(The problem):
Return, exactly, the line that contains "hat with a point in the photo above." together with all lines after it to the end of the entries, and no further lines.

[Point labeling examples]
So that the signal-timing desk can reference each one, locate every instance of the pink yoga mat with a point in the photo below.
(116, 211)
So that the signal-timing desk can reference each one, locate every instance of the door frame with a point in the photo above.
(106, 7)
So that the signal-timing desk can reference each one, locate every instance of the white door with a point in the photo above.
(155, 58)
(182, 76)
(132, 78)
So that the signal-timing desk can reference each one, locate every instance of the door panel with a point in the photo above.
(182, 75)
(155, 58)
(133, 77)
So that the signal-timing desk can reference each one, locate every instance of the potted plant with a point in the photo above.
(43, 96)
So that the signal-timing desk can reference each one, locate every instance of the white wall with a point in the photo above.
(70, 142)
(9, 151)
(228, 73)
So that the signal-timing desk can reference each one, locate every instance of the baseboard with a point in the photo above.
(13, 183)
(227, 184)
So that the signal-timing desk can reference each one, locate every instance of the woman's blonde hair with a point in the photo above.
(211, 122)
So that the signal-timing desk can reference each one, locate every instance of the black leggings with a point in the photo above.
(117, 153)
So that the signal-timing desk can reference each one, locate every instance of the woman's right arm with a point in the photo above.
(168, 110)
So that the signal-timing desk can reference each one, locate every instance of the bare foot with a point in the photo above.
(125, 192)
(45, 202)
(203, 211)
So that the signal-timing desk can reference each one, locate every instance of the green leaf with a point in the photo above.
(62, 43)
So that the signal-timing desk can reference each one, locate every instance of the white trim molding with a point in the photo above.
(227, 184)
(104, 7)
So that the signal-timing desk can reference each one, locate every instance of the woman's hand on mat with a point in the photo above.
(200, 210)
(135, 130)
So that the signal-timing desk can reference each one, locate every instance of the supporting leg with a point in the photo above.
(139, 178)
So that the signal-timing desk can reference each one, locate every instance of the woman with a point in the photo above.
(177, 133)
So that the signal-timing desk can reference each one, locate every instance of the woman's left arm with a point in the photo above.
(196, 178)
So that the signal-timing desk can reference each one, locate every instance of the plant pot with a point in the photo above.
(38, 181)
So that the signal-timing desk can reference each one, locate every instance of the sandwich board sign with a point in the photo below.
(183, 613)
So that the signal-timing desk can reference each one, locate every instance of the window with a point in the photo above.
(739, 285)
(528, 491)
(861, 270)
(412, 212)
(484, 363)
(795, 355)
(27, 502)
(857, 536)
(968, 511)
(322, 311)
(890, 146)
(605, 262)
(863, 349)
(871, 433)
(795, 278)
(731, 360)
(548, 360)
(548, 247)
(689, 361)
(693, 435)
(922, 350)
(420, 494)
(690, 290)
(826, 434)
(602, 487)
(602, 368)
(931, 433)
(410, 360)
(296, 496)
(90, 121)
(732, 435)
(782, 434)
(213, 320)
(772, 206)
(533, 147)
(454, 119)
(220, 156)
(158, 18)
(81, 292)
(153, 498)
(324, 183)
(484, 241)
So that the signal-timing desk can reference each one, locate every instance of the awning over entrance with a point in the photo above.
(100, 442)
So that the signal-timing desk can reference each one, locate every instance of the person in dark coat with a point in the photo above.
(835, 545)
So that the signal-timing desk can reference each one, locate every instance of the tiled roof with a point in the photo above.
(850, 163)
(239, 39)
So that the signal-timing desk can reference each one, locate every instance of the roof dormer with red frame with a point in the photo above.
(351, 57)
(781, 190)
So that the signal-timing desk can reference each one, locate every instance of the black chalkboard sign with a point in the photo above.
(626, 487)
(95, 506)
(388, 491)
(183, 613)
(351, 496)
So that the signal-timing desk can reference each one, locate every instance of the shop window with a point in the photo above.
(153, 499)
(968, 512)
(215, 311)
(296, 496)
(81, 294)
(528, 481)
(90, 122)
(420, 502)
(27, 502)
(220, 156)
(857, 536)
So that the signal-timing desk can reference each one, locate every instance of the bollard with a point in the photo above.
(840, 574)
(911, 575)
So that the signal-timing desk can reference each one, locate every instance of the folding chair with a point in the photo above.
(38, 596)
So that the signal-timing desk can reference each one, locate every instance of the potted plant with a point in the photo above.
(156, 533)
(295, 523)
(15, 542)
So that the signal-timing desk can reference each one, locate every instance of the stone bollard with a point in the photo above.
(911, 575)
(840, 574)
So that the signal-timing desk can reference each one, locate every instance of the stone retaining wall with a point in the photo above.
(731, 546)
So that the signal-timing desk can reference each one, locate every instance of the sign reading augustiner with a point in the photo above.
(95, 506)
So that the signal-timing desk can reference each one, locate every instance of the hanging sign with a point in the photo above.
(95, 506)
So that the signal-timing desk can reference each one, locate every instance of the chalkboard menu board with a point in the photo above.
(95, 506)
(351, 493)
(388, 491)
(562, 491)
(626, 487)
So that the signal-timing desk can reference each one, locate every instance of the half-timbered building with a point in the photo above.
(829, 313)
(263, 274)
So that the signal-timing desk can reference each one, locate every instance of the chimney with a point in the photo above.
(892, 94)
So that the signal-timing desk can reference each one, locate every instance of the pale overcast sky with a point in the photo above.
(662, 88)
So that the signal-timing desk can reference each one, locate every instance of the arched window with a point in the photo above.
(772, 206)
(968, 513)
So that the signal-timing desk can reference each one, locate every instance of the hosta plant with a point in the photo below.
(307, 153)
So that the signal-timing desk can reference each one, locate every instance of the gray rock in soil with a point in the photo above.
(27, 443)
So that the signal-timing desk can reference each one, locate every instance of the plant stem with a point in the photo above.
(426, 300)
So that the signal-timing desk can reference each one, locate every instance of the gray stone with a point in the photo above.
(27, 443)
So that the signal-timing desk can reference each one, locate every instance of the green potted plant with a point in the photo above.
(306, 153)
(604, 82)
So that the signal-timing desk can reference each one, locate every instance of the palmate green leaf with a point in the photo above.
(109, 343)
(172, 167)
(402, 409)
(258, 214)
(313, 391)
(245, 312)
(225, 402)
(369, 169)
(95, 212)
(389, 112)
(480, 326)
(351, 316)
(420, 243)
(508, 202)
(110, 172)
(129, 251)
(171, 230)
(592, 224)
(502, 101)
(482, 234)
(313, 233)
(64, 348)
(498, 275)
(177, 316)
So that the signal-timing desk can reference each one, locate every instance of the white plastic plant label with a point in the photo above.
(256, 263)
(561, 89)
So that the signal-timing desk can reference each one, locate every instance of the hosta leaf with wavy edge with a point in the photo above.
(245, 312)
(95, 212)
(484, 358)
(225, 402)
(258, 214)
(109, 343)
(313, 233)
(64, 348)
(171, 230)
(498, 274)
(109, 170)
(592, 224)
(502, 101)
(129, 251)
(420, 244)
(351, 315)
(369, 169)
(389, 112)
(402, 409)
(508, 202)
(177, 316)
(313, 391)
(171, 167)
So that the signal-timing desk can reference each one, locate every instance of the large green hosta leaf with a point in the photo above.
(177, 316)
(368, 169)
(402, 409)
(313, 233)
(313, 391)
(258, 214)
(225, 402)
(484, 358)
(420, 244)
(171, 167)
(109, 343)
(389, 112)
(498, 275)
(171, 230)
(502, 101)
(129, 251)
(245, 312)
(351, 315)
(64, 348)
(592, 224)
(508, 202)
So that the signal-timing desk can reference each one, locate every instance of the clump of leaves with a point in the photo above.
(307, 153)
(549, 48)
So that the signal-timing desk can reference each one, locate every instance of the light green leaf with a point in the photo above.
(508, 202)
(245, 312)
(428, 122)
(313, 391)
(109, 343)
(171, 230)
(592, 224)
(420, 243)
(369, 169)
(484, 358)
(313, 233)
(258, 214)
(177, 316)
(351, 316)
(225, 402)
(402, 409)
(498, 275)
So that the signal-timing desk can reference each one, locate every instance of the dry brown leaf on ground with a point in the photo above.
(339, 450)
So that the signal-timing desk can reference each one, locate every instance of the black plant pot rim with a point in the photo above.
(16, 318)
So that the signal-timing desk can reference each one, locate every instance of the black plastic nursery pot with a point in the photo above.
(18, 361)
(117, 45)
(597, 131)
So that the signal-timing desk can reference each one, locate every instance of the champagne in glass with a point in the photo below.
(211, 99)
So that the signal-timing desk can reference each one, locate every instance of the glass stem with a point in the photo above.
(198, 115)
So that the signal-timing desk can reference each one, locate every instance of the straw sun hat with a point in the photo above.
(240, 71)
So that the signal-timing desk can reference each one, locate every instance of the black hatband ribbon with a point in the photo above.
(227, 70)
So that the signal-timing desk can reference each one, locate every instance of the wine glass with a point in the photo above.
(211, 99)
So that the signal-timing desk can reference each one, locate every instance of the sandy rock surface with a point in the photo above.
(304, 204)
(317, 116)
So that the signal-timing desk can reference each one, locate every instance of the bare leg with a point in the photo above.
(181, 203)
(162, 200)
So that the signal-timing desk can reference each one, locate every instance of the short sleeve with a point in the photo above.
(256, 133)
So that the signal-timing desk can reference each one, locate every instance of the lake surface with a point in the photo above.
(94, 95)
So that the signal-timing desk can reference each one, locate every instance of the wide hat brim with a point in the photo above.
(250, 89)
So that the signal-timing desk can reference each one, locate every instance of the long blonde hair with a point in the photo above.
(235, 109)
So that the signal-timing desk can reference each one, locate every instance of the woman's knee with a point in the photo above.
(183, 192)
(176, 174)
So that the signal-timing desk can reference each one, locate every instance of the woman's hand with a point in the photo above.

(Reply to the task):
So that the signal-timing desk can reference each one, locate every instance of the straw sun hat with a point in the photo above.
(240, 71)
So that the signal-timing desk can reference each one, locate every instance of the black hatband ribbon with a point in the photo above.
(227, 70)
So that the signal-timing desk can reference each one, locate every instance of the wine glass with a point in the photo above.
(211, 99)
So that the signal-timing desk can reference each one, locate every instance of the sandy rock surface with a point in the photo above.
(304, 204)
(317, 116)
So that the signal-timing desk can reference each one, locate every instance of the bare leg with a point in the photo above.
(181, 203)
(162, 200)
So that the signal-timing desk can reference each one, locate every instance of the short sleeve with a point in the photo above.
(256, 133)
So that the signal-timing desk can reference each one, locate every instance of the lake surface with a point in the photo above.
(94, 95)
So that the signal-timing desk can reference each one, locate every instance of the wide hat brim with a point in the photo above.
(250, 89)
So that the signal-timing desk can reference each one, locate every instance of the long blonde hair with a point in the photo above.
(235, 109)
So that the signal-timing desk can reference each one, locate every instance of the woman's knee with a point in the photo above.
(183, 192)
(176, 174)
So that the signal-timing desk can reference each one, locate every instance of the woman's hand with a point in the photo above.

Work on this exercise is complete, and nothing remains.